• **EXCERPTED RECORDS**

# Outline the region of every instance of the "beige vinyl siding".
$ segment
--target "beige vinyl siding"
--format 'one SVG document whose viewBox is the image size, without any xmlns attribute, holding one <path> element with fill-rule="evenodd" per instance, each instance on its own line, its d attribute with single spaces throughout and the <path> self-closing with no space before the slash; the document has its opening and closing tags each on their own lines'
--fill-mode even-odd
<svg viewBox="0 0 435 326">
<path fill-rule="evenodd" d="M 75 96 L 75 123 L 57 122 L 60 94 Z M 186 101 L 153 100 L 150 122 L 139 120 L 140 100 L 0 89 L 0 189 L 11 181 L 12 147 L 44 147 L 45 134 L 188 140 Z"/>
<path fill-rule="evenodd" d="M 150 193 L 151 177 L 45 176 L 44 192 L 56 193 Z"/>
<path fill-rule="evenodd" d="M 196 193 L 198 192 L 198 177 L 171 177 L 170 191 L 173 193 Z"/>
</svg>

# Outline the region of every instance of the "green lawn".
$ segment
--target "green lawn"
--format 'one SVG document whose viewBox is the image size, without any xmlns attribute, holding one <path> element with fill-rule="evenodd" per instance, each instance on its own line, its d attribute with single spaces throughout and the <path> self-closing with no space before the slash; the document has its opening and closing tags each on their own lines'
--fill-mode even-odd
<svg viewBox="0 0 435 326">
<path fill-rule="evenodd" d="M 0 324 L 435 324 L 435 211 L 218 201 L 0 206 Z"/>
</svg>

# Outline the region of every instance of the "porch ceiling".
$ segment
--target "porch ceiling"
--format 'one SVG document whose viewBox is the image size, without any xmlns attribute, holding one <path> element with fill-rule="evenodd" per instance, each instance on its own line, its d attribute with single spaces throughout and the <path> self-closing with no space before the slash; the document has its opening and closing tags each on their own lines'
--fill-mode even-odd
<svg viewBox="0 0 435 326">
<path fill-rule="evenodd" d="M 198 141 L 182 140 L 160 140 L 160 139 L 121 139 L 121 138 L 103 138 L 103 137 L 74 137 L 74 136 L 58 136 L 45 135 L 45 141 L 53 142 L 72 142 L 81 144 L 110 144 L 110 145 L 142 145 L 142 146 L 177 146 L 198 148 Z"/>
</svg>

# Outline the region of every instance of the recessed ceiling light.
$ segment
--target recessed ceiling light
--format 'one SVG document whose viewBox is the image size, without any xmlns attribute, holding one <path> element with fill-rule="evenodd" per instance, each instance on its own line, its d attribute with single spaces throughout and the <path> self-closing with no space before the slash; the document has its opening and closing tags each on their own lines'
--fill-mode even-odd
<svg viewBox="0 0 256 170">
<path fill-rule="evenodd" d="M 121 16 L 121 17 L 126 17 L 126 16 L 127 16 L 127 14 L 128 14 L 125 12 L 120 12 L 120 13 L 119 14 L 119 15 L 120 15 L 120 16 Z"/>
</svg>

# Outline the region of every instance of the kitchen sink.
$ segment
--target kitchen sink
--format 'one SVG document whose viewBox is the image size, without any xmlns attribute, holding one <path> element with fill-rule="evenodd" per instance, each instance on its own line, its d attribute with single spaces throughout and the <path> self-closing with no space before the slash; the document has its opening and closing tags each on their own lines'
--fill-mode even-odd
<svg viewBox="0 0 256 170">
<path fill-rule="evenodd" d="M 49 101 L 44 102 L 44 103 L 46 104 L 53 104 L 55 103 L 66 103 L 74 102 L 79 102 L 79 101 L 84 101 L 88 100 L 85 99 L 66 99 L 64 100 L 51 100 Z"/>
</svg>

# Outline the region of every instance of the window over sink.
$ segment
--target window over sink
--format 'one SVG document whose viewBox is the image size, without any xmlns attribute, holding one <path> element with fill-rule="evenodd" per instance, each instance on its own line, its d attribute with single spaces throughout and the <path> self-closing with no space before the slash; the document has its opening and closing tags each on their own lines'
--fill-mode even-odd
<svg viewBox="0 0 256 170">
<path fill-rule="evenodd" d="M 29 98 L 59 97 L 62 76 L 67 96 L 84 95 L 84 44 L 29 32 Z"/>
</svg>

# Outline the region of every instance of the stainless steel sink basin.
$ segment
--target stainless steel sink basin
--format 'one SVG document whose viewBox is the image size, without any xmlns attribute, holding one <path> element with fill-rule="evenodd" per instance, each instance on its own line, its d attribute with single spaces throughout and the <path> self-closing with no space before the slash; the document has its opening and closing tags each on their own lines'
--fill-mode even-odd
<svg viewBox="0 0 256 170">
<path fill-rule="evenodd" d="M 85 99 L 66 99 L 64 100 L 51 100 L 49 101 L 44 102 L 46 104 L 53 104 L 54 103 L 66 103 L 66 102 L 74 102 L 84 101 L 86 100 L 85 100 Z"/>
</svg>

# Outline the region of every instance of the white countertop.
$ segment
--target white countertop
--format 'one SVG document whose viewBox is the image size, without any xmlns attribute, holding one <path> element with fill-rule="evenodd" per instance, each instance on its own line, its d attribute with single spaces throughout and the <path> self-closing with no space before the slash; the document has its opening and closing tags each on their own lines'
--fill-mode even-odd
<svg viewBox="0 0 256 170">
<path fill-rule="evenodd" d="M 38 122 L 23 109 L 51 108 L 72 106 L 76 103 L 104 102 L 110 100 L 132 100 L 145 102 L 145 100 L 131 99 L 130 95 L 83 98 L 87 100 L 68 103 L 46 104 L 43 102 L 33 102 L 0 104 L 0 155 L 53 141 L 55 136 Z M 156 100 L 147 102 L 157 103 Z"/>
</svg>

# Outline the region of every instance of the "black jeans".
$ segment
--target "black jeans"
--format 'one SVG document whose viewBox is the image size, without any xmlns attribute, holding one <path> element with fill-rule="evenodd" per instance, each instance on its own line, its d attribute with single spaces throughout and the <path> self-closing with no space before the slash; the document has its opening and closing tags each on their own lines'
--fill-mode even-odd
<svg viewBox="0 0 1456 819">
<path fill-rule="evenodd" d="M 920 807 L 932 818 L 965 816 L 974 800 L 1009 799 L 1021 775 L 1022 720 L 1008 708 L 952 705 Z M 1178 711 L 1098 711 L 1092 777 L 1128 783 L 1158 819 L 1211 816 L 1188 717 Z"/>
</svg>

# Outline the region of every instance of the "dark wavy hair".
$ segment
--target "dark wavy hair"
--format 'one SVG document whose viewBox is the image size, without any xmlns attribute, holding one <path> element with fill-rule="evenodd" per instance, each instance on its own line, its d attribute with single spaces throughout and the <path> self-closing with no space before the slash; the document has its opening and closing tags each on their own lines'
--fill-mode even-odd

• **TASK INSTRUCTIONS**
Copy out all of the material with "Trace" substituted for every occurrence of "Outline", keeping everything else unchanged.

• **CORRECT OUTPUT**
# Trace the region of every instance of the "beige vinyl siding".
$ segment
--target "beige vinyl siding"
--format 'one SVG document whose viewBox is the image size, without any xmlns attribute, holding one <path> element with fill-rule="evenodd" per instance, each instance on its own line, its d attribute with single spaces throughout and the <path> self-closing with no space before the slash; the document has its opening and closing tags each on their own lines'
--fill-mode even-odd
<svg viewBox="0 0 435 326">
<path fill-rule="evenodd" d="M 75 96 L 75 123 L 57 122 L 60 94 Z M 186 101 L 153 100 L 150 122 L 139 120 L 140 100 L 0 89 L 0 189 L 11 181 L 12 147 L 44 147 L 45 134 L 188 140 Z"/>
<path fill-rule="evenodd" d="M 150 193 L 151 177 L 45 176 L 44 192 L 56 193 Z"/>
<path fill-rule="evenodd" d="M 196 193 L 198 192 L 198 177 L 171 177 L 170 191 L 173 193 Z"/>
</svg>

# Trace the region of every instance of the "green lawn".
$ segment
--target "green lawn"
--format 'one SVG document whose viewBox is the image size, without any xmlns attribute, holding one <path> element with fill-rule="evenodd" per instance, each instance on its own line, its d attribute with single spaces throughout and the <path> self-closing with no space before the slash; the document has its opening and closing tags each on their own lines'
--fill-mode even-odd
<svg viewBox="0 0 435 326">
<path fill-rule="evenodd" d="M 0 324 L 435 324 L 435 211 L 218 201 L 0 206 Z"/>
</svg>

# Trace the region of every instance of the "porch ceiling".
$ segment
--target "porch ceiling"
--format 'one SVG document whose viewBox is the image size, without any xmlns attribute, holding one <path> element with fill-rule="evenodd" per instance, each instance on its own line, its d attribute with single spaces throughout and the <path> self-closing with no space before the slash; the document has its opening and closing tags each on their own lines'
--fill-mode even-odd
<svg viewBox="0 0 435 326">
<path fill-rule="evenodd" d="M 198 141 L 182 140 L 160 140 L 160 139 L 121 139 L 121 138 L 103 138 L 103 137 L 74 137 L 74 136 L 58 136 L 45 135 L 45 141 L 53 142 L 72 142 L 81 144 L 110 144 L 110 145 L 142 145 L 142 146 L 177 146 L 198 148 Z"/>
</svg>

# Trace the region of every instance of the recessed ceiling light.
$ segment
--target recessed ceiling light
--format 'one SVG document whose viewBox is the image size, without any xmlns attribute, holding one <path> element with fill-rule="evenodd" per instance, each instance on its own line, its d attribute with single spaces throughout and the <path> self-closing with no space before the slash; the document has its opening and closing tags each on their own lines'
--fill-mode even-odd
<svg viewBox="0 0 256 170">
<path fill-rule="evenodd" d="M 121 16 L 121 17 L 126 17 L 126 16 L 127 16 L 127 14 L 128 14 L 125 12 L 120 12 L 120 13 L 119 14 L 119 15 L 120 15 L 120 16 Z"/>
</svg>

# Trace the region of every instance of the kitchen sink.
$ segment
--target kitchen sink
--format 'one SVG document whose viewBox is the image size, without any xmlns attribute, holding one <path> element with fill-rule="evenodd" per instance, each instance on its own line, its d attribute with single spaces throughout and the <path> self-closing with no space before the slash; the document has its opening and closing tags each on their own lines'
--fill-mode even-odd
<svg viewBox="0 0 256 170">
<path fill-rule="evenodd" d="M 49 101 L 44 102 L 44 103 L 46 104 L 53 104 L 55 103 L 66 103 L 74 102 L 79 102 L 79 101 L 84 101 L 88 100 L 85 99 L 66 99 L 64 100 L 51 100 Z"/>
</svg>

# Trace the region of every instance of the window over sink.
$ segment
--target window over sink
--format 'one SVG document whose viewBox is the image size, without any xmlns attribute, holding one <path> element with fill-rule="evenodd" per instance, each instance on its own line, its d attribute with single spaces throughout and the <path> self-closing with no space before the slash; the document has its opening and closing tags each on their own lines'
--fill-mode even-odd
<svg viewBox="0 0 256 170">
<path fill-rule="evenodd" d="M 29 98 L 59 97 L 62 76 L 67 96 L 84 95 L 84 44 L 29 32 Z"/>
</svg>

# Trace the region of every instance of the stainless steel sink basin.
$ segment
--target stainless steel sink basin
--format 'one SVG document whose viewBox is the image size, without any xmlns attribute, holding one <path> element with fill-rule="evenodd" per instance, each instance on its own line, its d attribute with single spaces throughout and the <path> self-closing with no space before the slash; the document has its opening and closing tags each on their own lines'
--fill-mode even-odd
<svg viewBox="0 0 256 170">
<path fill-rule="evenodd" d="M 85 99 L 66 99 L 64 100 L 51 100 L 49 101 L 44 102 L 46 104 L 53 104 L 54 103 L 66 103 L 66 102 L 74 102 L 84 101 L 86 100 L 85 100 Z"/>
</svg>

# Trace the region of every instance of the white countertop.
$ segment
--target white countertop
--format 'one SVG document whose viewBox is the image size, without any xmlns attribute, holding one <path> element with fill-rule="evenodd" per instance, each instance on its own line, its d attribute with single spaces throughout and the <path> self-closing with no space before the slash; the document has its opening and closing tags each on their own lines'
--fill-mode even-odd
<svg viewBox="0 0 256 170">
<path fill-rule="evenodd" d="M 38 122 L 23 109 L 51 108 L 72 106 L 76 103 L 104 102 L 110 100 L 132 100 L 145 102 L 145 100 L 131 99 L 130 95 L 83 98 L 87 100 L 68 103 L 46 104 L 43 102 L 33 102 L 0 104 L 0 155 L 53 141 L 55 136 Z M 156 100 L 147 102 L 157 103 Z"/>
</svg>

# Trace the region of every instance of the "black jeans".
$ segment
--target "black jeans"
--format 'one SVG document whose viewBox is the image size, without any xmlns attribute, holding one <path> element with fill-rule="evenodd" per instance, each instance on its own line, its d attribute with single spaces throughout and the <path> self-closing with no space before the slash; the document has its opening and closing tags each on their own lines'
--fill-mode even-odd
<svg viewBox="0 0 1456 819">
<path fill-rule="evenodd" d="M 920 807 L 932 818 L 965 816 L 974 800 L 1009 799 L 1021 775 L 1022 720 L 1008 708 L 952 705 Z M 1178 711 L 1098 711 L 1092 777 L 1128 783 L 1158 819 L 1211 816 L 1188 717 Z"/>
</svg>

# Trace the region of every instance of the "dark wavy hair".
$ segment
--target "dark wavy hair"
--format 'one SVG document whose viewBox is the image size, without any xmlns attribute, holding one <path> element with fill-rule="evenodd" per instance, each instance on its own line, its d attribute with single spaces throughout and the <path> self-closing with no space before the slash; the document has its opening and closing tags each on their own lines'
--fill-mode even-odd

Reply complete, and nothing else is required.